TO BE DONE
Extract exactly the range of lines bounded by the line containing "Where can the brown" and the final line of the listing, both ends included, and no other lines.

LISTING
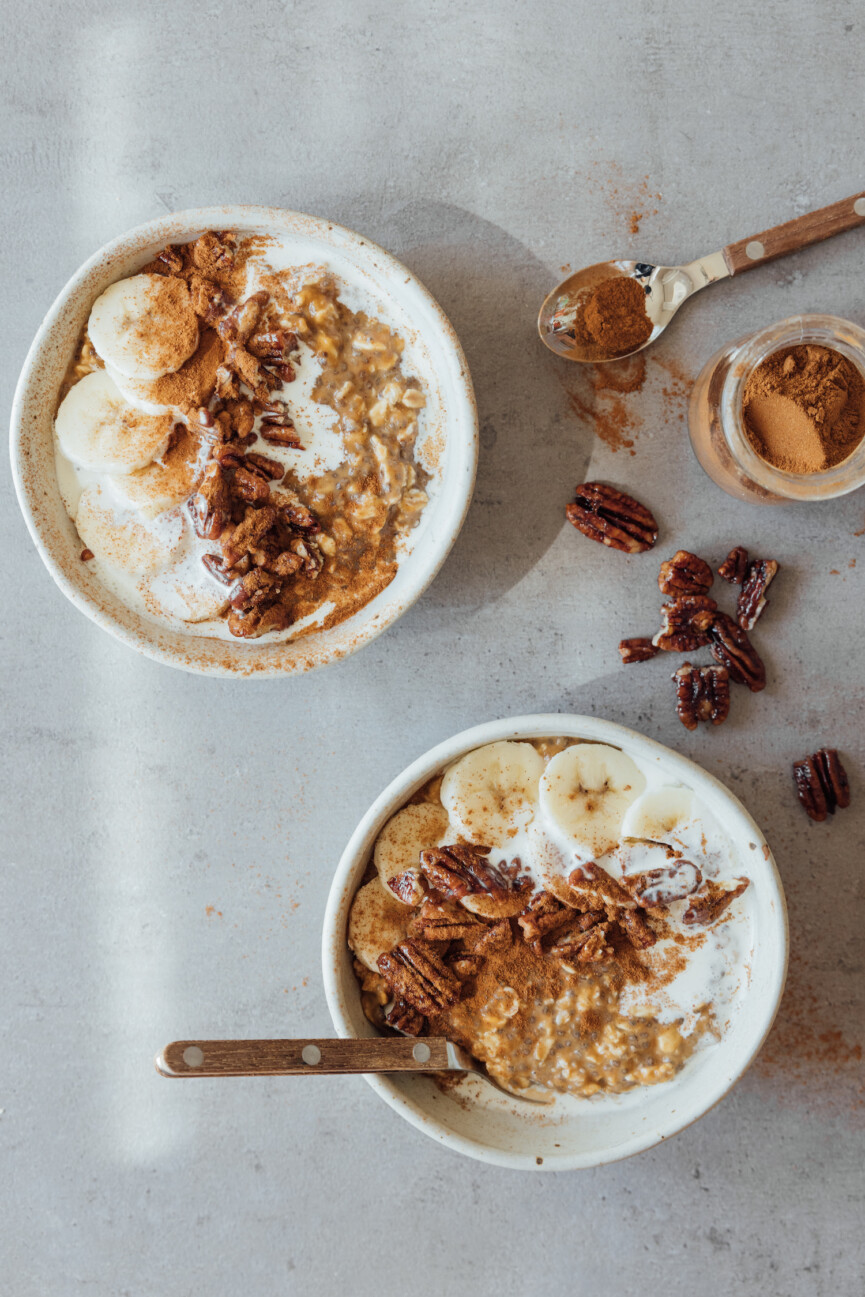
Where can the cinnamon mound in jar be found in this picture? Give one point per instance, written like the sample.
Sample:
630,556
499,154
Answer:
804,409
612,317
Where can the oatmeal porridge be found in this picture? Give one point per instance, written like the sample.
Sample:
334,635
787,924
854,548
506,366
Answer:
563,913
240,450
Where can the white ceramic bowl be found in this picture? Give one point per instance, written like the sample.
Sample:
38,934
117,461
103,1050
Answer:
486,1125
441,366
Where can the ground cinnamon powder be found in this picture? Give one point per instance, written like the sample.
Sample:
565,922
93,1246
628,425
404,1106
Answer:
804,409
614,315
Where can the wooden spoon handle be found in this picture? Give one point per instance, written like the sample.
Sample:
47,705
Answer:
796,234
301,1057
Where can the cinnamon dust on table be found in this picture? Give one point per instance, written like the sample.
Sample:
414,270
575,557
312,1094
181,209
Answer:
804,409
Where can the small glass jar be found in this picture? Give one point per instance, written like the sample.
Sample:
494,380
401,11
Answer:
716,422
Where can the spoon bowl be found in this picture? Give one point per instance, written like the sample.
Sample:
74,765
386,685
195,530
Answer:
667,287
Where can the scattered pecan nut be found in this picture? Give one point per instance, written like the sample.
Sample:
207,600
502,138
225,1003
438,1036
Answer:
592,889
461,870
611,518
732,647
821,782
710,903
685,624
403,1017
702,694
444,921
636,929
685,573
418,975
752,595
734,566
637,650
585,946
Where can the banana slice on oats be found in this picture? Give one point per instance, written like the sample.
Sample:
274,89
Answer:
170,479
97,429
123,541
376,924
400,843
584,794
656,816
492,794
144,326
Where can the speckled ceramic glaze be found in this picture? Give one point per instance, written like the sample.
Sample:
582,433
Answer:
357,261
477,1119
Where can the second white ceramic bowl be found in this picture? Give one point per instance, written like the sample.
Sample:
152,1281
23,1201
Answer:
359,263
479,1121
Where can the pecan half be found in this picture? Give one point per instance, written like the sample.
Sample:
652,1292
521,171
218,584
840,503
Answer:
685,573
711,902
593,887
416,975
685,624
636,929
544,915
637,650
210,506
702,694
444,921
586,946
459,870
611,518
732,647
752,595
821,782
734,566
660,887
403,1018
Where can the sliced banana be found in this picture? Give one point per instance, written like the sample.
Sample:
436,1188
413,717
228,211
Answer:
655,816
376,924
144,326
123,541
402,839
584,794
492,793
97,429
167,480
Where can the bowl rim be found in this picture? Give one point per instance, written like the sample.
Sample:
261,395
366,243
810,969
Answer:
355,857
149,638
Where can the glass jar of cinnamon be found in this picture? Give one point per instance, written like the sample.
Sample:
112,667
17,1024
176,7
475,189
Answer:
780,415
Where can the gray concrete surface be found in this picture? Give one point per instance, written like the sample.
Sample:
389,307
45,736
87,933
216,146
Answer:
169,842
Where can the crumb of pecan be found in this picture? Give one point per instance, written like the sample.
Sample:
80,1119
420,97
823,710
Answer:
752,595
734,566
685,624
710,903
821,782
637,650
416,974
702,694
685,573
462,870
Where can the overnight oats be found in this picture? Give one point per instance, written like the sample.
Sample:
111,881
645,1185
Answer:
573,921
240,450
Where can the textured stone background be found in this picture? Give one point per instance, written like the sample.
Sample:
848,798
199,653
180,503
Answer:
486,145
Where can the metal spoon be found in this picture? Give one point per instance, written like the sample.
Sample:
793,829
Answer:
667,287
304,1057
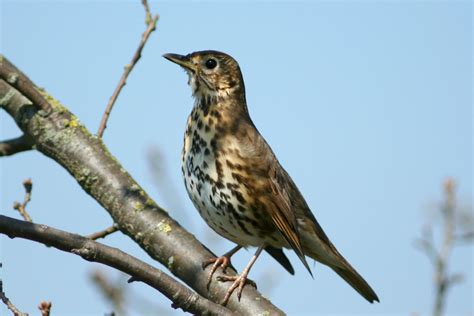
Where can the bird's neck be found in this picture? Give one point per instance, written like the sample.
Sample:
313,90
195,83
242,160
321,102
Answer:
228,103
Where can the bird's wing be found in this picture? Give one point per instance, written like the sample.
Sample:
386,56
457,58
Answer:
280,210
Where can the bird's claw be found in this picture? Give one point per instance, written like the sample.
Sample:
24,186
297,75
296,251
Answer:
239,283
222,262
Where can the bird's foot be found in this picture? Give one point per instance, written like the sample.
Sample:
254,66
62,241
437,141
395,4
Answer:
222,262
239,283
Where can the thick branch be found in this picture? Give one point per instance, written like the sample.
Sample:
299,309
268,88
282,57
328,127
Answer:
93,251
15,145
61,137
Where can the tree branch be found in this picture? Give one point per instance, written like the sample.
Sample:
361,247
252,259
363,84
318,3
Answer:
21,207
15,145
93,251
103,233
151,26
64,139
8,303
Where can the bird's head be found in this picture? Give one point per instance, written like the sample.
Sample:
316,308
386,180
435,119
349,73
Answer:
211,73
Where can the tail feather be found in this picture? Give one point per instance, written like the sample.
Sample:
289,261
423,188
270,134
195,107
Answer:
339,264
357,282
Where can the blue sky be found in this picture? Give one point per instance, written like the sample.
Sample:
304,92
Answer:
367,104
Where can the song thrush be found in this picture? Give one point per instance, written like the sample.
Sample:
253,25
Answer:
236,182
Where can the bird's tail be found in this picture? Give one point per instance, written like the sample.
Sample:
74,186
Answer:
339,264
350,275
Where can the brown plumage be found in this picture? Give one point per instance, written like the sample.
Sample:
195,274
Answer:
236,182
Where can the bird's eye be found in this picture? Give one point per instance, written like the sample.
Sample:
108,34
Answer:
211,63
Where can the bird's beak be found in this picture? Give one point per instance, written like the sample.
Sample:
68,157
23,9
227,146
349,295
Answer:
181,60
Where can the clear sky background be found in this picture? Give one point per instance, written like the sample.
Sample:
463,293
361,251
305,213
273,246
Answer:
367,104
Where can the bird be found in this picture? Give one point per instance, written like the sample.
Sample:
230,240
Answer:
237,184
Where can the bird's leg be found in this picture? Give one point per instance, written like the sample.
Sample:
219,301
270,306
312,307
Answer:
222,261
239,280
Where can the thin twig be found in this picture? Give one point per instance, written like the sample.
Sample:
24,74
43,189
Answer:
103,233
21,207
151,26
15,145
442,276
96,252
45,308
9,304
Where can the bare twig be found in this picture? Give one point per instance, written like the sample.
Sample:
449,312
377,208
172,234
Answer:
21,207
93,251
19,81
151,26
8,303
439,257
103,233
15,145
45,308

SOLVED PROBLEM
Where can the brown plumage be found in this picture? Give one point per instance, written like the sample.
Sample:
195,274
Answer:
236,182
Where can the bird's eye be found in this picture? Give one point per instance, written like the sample.
Sample:
108,34
Answer:
211,63
Where can the bird's beak be found in this picture? Give one point per instance, written like the sample.
Sample:
68,157
23,9
227,146
349,295
Answer:
181,60
Where can the clear sky background be found in this picture? Give one point per instance, written like the sample.
Sample:
463,293
361,251
305,213
273,246
Answer:
367,104
Where can the bird be found in this picture? Give one point per instance, written like the sample.
Sample:
230,240
Answer:
237,184
Where can the bird's leg be found in this picture? Give one point per instance, written like the sample.
Sample:
219,301
270,306
312,307
Answer:
222,261
239,280
Where can the thin twig be found in this picture? Give one point per instance, written like the sample.
Sample:
24,74
43,189
Answer:
103,233
21,207
151,26
15,145
442,276
96,252
45,308
9,304
Where can the bare twig be found in this picture? Give one point per instance, written like the sample.
Sample:
449,312
377,208
172,234
Answer:
21,207
93,251
19,81
151,26
8,303
439,257
103,233
15,145
45,308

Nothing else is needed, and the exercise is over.